### Compiti ed esercizi
[1] Secondo il brano, quale fine persegue la regolamentazione quando continua a favorire la concentrazione del sistema bancario?
[2] Elenca i principi in cui, secondo il brano, risiedono i capisaldi della sostenibilità sociale.
[3] Indica se ciascuna affermazione concorda con il brano e riporta le parole che lo stabiliscono: (a) la letteratura socio-economica ritiene irrilevante il problema della corporate democracy; (b) nei grandi gruppi bancari e finanziari la maggior parte del personale ha autonomie molto limitate; (c) il regolatore dovrebbe promuovere governance aperte alle rappresentanze del personale.

### Brano di lettura
####################

Una tendenza che confligge con la sostenibilità sociale, i cui capisaldi risiedono nei principi della partecipazione, dell’inclusione e del pluralismo. In un contesto di crescente concentrazione finanziaria e di accentramento decisionale sono infatti messi in discussione i principi della democrazia industriale e organizzativa.

Vi è un’evidente contraddizione tra una regolamentazione che, da un lato, continua a favorire la concentrazione del sistema bancario al fine della stabilità finanziaria, e, dall’altro lato, impone alle banche l’osservanza dei criteri ESG (Environment, Social, Governance), che fanno presa sulla corporate social responsablity

Ci troviamo, pertanto, di fronte a un problema di corporate democracy nel settore bancario e finanziario. Mentre la letteratura socio-economica lo considera rilevante per un’economia e una società pluralista, non si riscontra la dovuta attenzione del regolatore nel considerarlo un pericolo per un’economia di mercato che si vuole inclusiva e socialmente responsabile.

Con il prevalere dei grandi gruppi bancari e finanziari, il governo della finanza risulta confinata nelle mani di “pochi” in contesti aziendali, in cui la stragrande maggioranza del personale dispone di autonomie molto limitate ed è lontana dai processi decisionali che contano.

Riteniamo che questa doppia concentrazione – a livello settoriale e organizzativo – confligga con i principi della sostenibilità sociale e che il regolatore debba intervenire sulla corporate democracy promuovendo governance aperte alle rappresentanze del personale e degli altri stakeholder e adottando misure normative che difendano il principio del pluralismo istituzionale. Sul piano organizzativo occorre anche che si sviluppino modelli organizzativi e stili manageriali partecipativi, orientati al decentramento e al coinvolgimento decisionale del personale.

####################

### Righe archiviate
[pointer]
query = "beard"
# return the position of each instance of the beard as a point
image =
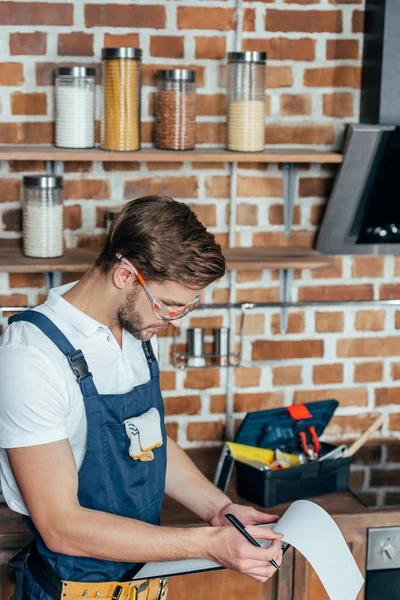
(131, 320)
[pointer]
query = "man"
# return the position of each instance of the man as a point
(75, 371)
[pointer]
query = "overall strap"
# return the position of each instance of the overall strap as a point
(151, 359)
(75, 358)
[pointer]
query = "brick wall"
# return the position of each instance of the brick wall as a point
(312, 91)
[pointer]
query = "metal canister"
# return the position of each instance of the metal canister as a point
(221, 346)
(195, 337)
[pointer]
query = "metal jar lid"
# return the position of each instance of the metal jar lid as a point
(257, 57)
(188, 75)
(76, 71)
(108, 53)
(43, 181)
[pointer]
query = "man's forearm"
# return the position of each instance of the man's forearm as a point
(186, 484)
(105, 536)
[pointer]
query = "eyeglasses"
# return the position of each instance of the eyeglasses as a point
(160, 310)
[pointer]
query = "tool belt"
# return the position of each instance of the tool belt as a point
(58, 589)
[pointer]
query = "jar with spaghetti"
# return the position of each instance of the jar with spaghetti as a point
(246, 101)
(75, 107)
(121, 98)
(176, 109)
(42, 216)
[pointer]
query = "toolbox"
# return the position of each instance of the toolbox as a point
(276, 428)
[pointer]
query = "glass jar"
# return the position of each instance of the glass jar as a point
(43, 217)
(176, 109)
(246, 101)
(121, 98)
(75, 107)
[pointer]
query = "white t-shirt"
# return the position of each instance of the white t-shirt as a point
(40, 399)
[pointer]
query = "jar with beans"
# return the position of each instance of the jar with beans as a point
(176, 109)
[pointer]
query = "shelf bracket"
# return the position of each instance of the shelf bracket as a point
(55, 168)
(286, 281)
(290, 171)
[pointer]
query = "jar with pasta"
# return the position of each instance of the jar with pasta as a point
(121, 98)
(246, 101)
(176, 109)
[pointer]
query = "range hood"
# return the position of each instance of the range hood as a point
(363, 213)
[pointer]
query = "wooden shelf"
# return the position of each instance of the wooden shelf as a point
(218, 155)
(79, 259)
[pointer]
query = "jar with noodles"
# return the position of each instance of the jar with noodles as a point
(246, 101)
(121, 98)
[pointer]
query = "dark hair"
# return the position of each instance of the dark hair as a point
(166, 241)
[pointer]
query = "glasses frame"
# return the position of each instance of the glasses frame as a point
(157, 306)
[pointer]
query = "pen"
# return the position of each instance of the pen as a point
(241, 528)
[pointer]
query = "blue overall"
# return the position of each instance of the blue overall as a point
(109, 479)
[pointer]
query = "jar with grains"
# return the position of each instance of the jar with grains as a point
(75, 107)
(246, 101)
(43, 216)
(176, 109)
(121, 98)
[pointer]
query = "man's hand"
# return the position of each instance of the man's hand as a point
(246, 514)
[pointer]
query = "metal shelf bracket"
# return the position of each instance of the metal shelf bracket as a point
(285, 291)
(290, 171)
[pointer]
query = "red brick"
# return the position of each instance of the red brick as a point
(176, 187)
(72, 217)
(17, 280)
(357, 21)
(211, 104)
(345, 397)
(86, 189)
(34, 103)
(338, 105)
(336, 293)
(296, 104)
(123, 40)
(268, 350)
(282, 48)
(36, 13)
(182, 405)
(295, 323)
(350, 425)
(375, 346)
(286, 376)
(31, 44)
(123, 15)
(167, 46)
(210, 47)
(333, 77)
(342, 49)
(313, 21)
(10, 190)
(300, 133)
(329, 322)
(368, 266)
(261, 401)
(11, 73)
(201, 379)
(247, 377)
(205, 431)
(366, 372)
(219, 19)
(327, 374)
(370, 320)
(75, 44)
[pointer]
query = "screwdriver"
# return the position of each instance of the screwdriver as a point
(241, 528)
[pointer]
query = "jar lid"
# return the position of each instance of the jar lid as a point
(259, 57)
(134, 53)
(77, 71)
(177, 75)
(43, 181)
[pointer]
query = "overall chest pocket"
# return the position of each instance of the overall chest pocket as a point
(134, 488)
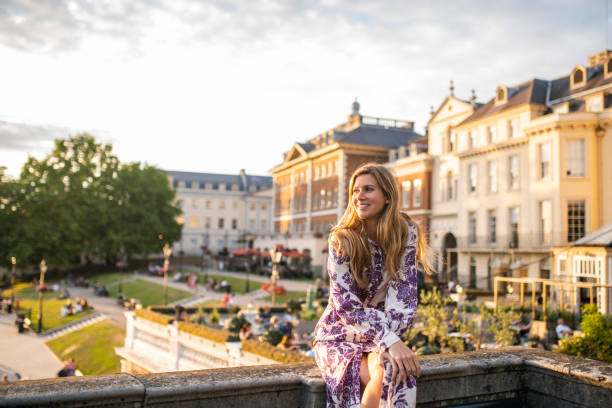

####################

### Soluzioni
[1] La stabilità finanziaria.

[2] La partecipazione, l'inclusione e il pluralismo.

[3]
(a) No: "Mentre la letteratura socio-economica lo considera rilevante per un’economia e una società pluralista".
(b) Sì: "la stragrande maggioranza del personale dispone di autonomie molto limitate".
(c) Sì: "promuovendo governance aperte alle rappresentanze del personale e degli altri stakeholder".